Material to process below:

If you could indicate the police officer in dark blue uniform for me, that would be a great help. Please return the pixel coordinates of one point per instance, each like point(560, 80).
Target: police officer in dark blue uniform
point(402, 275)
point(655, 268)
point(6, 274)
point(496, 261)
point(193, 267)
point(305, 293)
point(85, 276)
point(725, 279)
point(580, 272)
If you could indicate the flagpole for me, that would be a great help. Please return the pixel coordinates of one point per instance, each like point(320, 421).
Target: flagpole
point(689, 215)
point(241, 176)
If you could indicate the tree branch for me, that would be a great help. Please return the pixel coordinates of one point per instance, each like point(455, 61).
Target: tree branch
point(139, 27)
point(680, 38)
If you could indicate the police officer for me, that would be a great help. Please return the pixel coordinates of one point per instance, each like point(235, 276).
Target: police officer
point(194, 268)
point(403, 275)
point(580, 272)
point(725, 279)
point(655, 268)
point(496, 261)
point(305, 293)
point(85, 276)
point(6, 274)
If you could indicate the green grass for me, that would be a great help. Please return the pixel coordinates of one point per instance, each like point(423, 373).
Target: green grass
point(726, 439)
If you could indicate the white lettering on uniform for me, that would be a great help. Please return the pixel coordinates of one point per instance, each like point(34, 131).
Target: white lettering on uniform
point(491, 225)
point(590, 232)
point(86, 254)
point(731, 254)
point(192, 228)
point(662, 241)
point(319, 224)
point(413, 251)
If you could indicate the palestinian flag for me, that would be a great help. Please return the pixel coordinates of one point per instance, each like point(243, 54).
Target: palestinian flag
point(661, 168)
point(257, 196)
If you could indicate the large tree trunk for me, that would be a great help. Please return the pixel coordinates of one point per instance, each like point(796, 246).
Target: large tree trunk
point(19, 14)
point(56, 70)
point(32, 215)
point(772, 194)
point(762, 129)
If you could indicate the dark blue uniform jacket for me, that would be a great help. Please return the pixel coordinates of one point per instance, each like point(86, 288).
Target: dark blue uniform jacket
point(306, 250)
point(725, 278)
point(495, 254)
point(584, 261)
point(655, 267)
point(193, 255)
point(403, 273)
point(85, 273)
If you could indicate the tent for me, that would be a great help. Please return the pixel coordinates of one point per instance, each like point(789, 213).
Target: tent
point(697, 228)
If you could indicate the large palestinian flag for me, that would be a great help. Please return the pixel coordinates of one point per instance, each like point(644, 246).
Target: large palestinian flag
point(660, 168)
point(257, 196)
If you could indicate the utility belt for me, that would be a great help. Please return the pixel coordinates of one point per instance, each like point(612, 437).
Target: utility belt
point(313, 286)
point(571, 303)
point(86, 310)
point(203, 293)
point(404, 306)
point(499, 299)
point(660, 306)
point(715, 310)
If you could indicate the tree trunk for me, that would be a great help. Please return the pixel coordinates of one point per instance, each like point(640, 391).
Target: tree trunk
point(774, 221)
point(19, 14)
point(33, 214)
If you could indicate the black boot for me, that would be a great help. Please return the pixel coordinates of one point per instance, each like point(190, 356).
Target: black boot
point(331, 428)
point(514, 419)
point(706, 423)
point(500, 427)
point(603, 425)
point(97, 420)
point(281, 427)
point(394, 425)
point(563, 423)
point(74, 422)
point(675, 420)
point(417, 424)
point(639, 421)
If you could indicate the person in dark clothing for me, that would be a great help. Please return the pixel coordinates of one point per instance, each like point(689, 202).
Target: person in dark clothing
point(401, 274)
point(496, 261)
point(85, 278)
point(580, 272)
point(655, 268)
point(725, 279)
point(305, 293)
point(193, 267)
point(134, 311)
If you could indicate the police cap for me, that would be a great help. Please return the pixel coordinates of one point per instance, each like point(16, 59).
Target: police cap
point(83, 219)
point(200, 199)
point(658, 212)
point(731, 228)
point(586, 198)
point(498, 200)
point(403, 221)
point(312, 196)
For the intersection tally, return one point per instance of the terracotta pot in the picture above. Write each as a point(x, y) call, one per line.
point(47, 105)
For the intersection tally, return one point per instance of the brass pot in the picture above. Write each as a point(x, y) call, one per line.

End of Material to process.

**Exercise instructions**
All of the records above should be copied exactly.

**Solved exercise**
If you could indicate the police officer in dark blue uniform for me, that would be a great help. Please return the pixel coordinates of one point per instance, each like point(560, 80).
Target: police officer in dark blue uniform
point(402, 275)
point(655, 268)
point(6, 274)
point(496, 261)
point(193, 267)
point(305, 293)
point(85, 276)
point(725, 279)
point(580, 272)
If you could indicate the flagpole for me, that would be a great help. Please return the pixel coordinates of one point per instance, each like point(320, 421).
Target: flagpole
point(689, 215)
point(241, 176)
If you could indicate the tree branch for me, that would be a great help. Please return the pixel coordinates of one point per instance, each like point(455, 61).
Target: tree branch
point(139, 27)
point(680, 38)
If you could indicate the police officer for me, that would be a great help. Please return the pixel coordinates of one point per instance, each like point(235, 276).
Target: police officer
point(194, 268)
point(403, 275)
point(580, 272)
point(725, 279)
point(655, 268)
point(496, 261)
point(305, 293)
point(85, 276)
point(6, 274)
If you could indicate the green grass for me, that would be a great help. Please return the pixel coordinates of one point per instance, each like point(423, 373).
Target: green grass
point(726, 439)
If you could indicate the white lettering on uniform for me, that would be a great help. Please return the pixel coordinates of one point per instance, each like point(34, 131).
Target: white lettering on uniform
point(491, 225)
point(590, 232)
point(86, 254)
point(731, 254)
point(192, 228)
point(662, 241)
point(319, 224)
point(413, 251)
If you could indicate the palestinian flag for me, that would be a great help. Please return the pixel coordinates of one point per instance, each like point(243, 54).
Target: palestinian flag
point(661, 168)
point(257, 196)
If you could indicate the large tree trunk for me, that would be a great help. Please return the pixel coordinates of one point per instance, each like point(796, 246).
Target: large tree trunk
point(19, 14)
point(56, 70)
point(32, 215)
point(772, 194)
point(762, 129)
If you could indicate the dark blue uniform jacket for me, that would be a great help. Please return the pixel coordinates of one point per instance, each like point(86, 288).
Target: dark blue uniform jacket
point(306, 250)
point(725, 278)
point(495, 254)
point(584, 261)
point(655, 267)
point(193, 255)
point(403, 273)
point(85, 273)
If you could indicate the tent for me, that would be a great help. Please return the pixel coordinates of one point per instance, each like point(789, 213).
Target: tent
point(697, 228)
If you could indicate the large palestinian flag for me, that would be a great help. Please return the pixel coordinates of one point per instance, each like point(644, 246).
Target: large palestinian flag
point(660, 168)
point(257, 196)
If you could indicate the utility belt for me, that would be a great help. Please return the pixel coordinates of one point per instance, each like point(612, 437).
Target: utility belt
point(313, 286)
point(571, 303)
point(86, 310)
point(203, 293)
point(404, 306)
point(499, 299)
point(660, 306)
point(715, 310)
If you could indicate the tree trunk for me, that would be a great help. Please return the pixel coordinates of one point per instance, each like point(640, 391).
Target: tree trunk
point(774, 221)
point(19, 14)
point(33, 214)
If you could indicate the black boot for me, that would be a great help. Please return the pixel coordinates of one point per instance, each like point(190, 356).
Target: black boot
point(331, 428)
point(514, 419)
point(706, 423)
point(500, 427)
point(603, 425)
point(97, 420)
point(281, 427)
point(394, 425)
point(563, 423)
point(74, 422)
point(675, 420)
point(417, 424)
point(639, 421)
If you could indicate the person in dark clothing for me, that would be a great help. Please return the pixel coordinates of one point per instance, each like point(689, 202).
Target: person in dark clothing
point(401, 274)
point(496, 261)
point(85, 278)
point(580, 272)
point(655, 268)
point(725, 279)
point(305, 293)
point(193, 267)
point(134, 311)
If you could indicate the police cap for me, that would be a great help. Please return the pixel coordinates of one point per instance, each like point(16, 59).
Target: police cap
point(83, 219)
point(200, 199)
point(658, 212)
point(731, 228)
point(586, 198)
point(498, 200)
point(403, 221)
point(312, 196)
For the intersection tally, return one point per instance of the terracotta pot in the picture above. Write each as a point(x, y) call, one per line.
point(47, 105)
For the intersection tally, return one point per instance of the brass pot in the picture above. Write each as a point(x, y) call, one per line.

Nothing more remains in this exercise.